> [Given request] Output every line of the material exactly, omitting images.
─── Supplied records ───
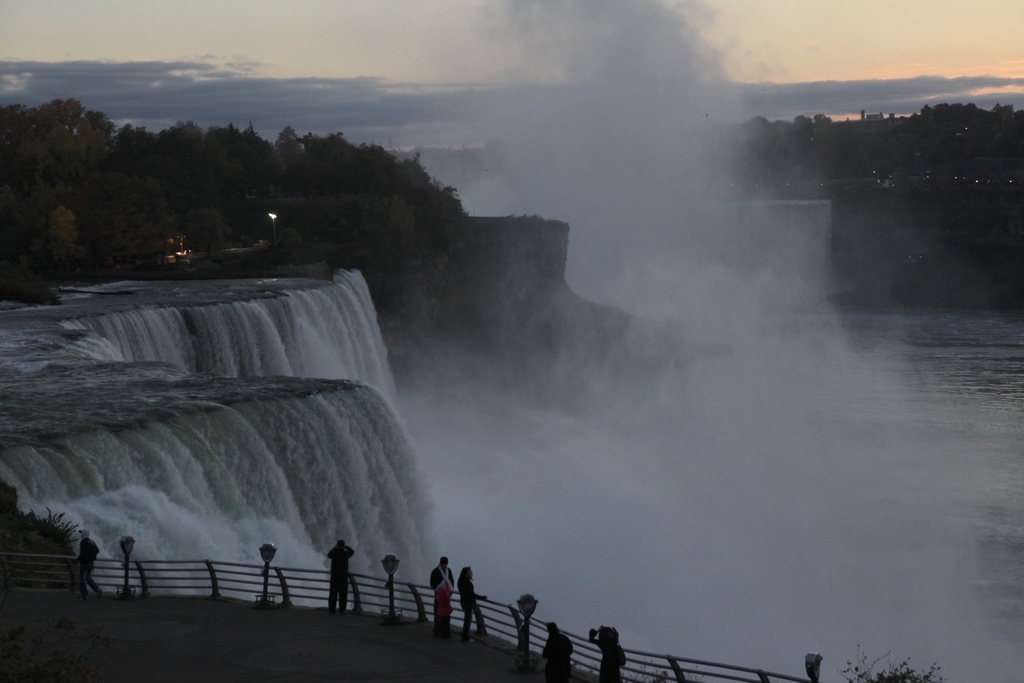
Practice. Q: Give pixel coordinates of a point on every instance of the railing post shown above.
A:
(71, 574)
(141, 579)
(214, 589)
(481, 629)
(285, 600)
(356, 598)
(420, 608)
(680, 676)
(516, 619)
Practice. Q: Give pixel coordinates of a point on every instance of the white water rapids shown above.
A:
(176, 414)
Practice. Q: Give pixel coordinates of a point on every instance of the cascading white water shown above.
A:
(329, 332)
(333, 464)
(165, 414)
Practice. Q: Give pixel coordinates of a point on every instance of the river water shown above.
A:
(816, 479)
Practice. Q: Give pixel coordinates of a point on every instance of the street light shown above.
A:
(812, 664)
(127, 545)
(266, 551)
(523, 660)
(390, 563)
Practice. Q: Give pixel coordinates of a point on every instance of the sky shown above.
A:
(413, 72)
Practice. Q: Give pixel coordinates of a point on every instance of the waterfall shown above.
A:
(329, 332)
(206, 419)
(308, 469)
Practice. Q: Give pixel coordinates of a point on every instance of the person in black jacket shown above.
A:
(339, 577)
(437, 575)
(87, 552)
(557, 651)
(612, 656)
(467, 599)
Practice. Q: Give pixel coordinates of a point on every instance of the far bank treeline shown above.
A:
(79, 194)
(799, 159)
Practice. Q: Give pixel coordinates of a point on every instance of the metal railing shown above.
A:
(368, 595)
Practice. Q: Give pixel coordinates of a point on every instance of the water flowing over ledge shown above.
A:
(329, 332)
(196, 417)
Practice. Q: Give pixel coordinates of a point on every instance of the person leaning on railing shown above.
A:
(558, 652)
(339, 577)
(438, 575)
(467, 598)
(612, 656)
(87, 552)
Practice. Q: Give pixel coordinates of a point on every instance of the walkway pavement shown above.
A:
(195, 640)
───
> [Answer in full]
Practice. Q: Give pixel coordinates of a point on every instance of the railing post shown above.
A:
(71, 574)
(141, 579)
(214, 589)
(481, 629)
(285, 600)
(356, 598)
(420, 608)
(680, 676)
(516, 619)
Practice. Q: Give pixel coordinates of a point on every instance of the white water rapids shown above.
A:
(176, 414)
Practice. Q: Give pixel coordinates of a point on every instance of the cascading white water shown above.
A:
(329, 332)
(333, 464)
(165, 414)
Practice. Q: Give pixel coordinates of a point on every instance of the river water shown above.
A:
(816, 479)
Practice. Q: Give pixel coordinates of a point on every instance of the street light shown above.
A:
(812, 664)
(127, 545)
(266, 551)
(523, 660)
(390, 563)
Practice. Q: Give pixel coordinates of a point on every instance of the sky shown above.
A:
(413, 72)
Practice. Q: Give pixel coordinates of a point on every instance of the waterfall shown above.
A:
(329, 332)
(206, 419)
(308, 469)
Practice. Q: Give pixel coordinates of a point on every instance of the person in black jacket shown above.
A:
(339, 577)
(437, 575)
(87, 552)
(557, 651)
(612, 656)
(467, 599)
Practice. Q: Give pixel coordinates of a point on every instance of the far bank treeline shown above.
A:
(79, 194)
(799, 159)
Practice. Q: Give pixel coordinates of a point on every instance of the metal railing shown above.
A:
(368, 595)
Practice. Q: Give pixel coordinates of a point on every instance of the water flowing over ledge shown above.
A:
(329, 332)
(196, 417)
Practice. Q: Give pixel coordinates of a point on every instance of the person leaning on railing shown above.
A:
(558, 652)
(339, 577)
(438, 575)
(467, 598)
(612, 656)
(87, 552)
Practice. Q: Give pixel coordinates of a point on every instance of the walkway pavement shown above.
A:
(195, 640)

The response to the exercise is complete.